WORK TO DO:
Duplicate the rows below word for word, covering everything from the line containing "object=driver side mirror" down through the line containing "top-left (0, 88), bottom-right (191, 143)", with both of those lines included.

Region annotation entries:
****

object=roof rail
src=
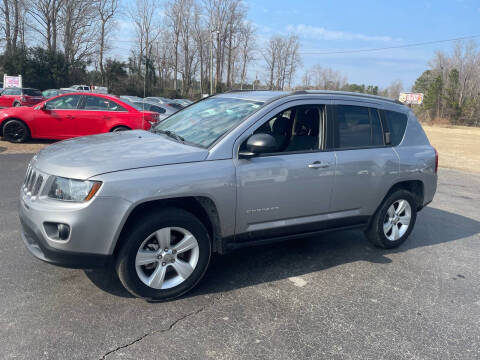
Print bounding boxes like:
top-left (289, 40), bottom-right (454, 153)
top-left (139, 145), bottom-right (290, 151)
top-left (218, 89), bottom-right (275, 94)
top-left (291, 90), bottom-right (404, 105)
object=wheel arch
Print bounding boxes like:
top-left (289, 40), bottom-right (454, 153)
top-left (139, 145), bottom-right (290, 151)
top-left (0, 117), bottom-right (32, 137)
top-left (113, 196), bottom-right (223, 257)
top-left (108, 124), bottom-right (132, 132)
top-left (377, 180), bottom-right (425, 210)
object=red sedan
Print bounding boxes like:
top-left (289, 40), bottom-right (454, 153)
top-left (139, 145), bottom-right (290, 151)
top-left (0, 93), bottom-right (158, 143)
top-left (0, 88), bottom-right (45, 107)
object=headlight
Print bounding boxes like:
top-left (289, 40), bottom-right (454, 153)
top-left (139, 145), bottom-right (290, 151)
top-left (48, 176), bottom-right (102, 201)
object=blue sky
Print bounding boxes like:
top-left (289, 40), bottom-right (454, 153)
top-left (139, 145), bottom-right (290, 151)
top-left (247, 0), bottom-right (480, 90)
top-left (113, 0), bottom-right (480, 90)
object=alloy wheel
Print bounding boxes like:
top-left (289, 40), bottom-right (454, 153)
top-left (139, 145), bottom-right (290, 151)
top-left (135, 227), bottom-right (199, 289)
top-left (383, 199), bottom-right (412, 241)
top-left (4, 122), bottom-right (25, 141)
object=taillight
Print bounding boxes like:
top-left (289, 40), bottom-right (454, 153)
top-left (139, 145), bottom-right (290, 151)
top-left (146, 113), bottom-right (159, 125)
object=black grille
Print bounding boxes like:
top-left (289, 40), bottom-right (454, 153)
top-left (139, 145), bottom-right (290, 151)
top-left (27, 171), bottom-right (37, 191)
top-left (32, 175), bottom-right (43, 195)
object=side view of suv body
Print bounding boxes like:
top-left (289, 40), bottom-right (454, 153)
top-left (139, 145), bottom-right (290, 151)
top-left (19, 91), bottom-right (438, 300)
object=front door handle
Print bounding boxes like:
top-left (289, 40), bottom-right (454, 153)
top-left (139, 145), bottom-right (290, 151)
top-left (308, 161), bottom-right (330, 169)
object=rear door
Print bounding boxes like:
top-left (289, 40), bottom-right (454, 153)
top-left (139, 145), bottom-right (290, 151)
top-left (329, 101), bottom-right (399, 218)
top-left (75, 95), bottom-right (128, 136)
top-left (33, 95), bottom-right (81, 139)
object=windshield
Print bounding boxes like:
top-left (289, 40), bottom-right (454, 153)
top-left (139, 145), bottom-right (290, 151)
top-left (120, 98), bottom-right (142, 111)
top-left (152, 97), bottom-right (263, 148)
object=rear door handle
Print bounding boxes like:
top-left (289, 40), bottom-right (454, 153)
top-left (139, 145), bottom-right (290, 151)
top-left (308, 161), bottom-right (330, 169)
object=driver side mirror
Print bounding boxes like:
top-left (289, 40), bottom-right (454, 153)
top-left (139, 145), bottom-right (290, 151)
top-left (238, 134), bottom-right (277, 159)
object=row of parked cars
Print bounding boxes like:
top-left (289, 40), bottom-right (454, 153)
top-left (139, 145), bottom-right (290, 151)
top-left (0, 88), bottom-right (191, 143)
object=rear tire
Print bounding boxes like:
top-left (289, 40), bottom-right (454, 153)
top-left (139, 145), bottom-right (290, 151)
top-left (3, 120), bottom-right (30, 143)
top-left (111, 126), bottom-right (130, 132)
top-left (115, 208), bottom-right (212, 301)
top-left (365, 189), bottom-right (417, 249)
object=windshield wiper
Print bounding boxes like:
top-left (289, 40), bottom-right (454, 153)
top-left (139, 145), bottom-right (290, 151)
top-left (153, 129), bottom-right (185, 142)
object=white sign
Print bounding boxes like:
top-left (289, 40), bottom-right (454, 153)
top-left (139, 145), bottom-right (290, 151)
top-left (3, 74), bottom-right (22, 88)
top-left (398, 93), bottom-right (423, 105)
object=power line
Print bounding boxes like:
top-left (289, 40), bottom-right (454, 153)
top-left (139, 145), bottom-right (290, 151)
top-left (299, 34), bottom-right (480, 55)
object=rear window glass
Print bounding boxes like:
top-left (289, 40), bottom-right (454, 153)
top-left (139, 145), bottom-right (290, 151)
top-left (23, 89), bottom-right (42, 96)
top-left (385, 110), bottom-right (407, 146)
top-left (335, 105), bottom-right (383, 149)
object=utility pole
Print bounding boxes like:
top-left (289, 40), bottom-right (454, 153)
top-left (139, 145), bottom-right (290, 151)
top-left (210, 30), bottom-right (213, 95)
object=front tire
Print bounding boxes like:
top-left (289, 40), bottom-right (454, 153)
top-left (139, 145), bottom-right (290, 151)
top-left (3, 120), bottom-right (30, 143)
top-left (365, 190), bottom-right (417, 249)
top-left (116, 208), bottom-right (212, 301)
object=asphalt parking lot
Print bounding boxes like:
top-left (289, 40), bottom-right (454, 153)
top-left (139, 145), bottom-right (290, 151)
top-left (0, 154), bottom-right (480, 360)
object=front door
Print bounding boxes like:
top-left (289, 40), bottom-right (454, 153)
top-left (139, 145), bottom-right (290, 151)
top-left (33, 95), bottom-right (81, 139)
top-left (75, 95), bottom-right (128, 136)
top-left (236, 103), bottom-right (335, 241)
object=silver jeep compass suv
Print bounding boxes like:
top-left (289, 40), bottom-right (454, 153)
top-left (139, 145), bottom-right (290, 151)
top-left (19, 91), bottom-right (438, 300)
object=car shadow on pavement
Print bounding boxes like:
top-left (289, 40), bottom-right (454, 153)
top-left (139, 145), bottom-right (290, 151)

****

THE SOLUTION:
object=driver side mirror
Print bounding boxes like:
top-left (289, 40), bottom-right (454, 153)
top-left (139, 145), bottom-right (290, 151)
top-left (238, 134), bottom-right (277, 159)
object=row of parked cars
Print bounding boxes like:
top-left (289, 40), bottom-right (454, 153)
top-left (139, 145), bottom-right (290, 151)
top-left (0, 88), bottom-right (191, 143)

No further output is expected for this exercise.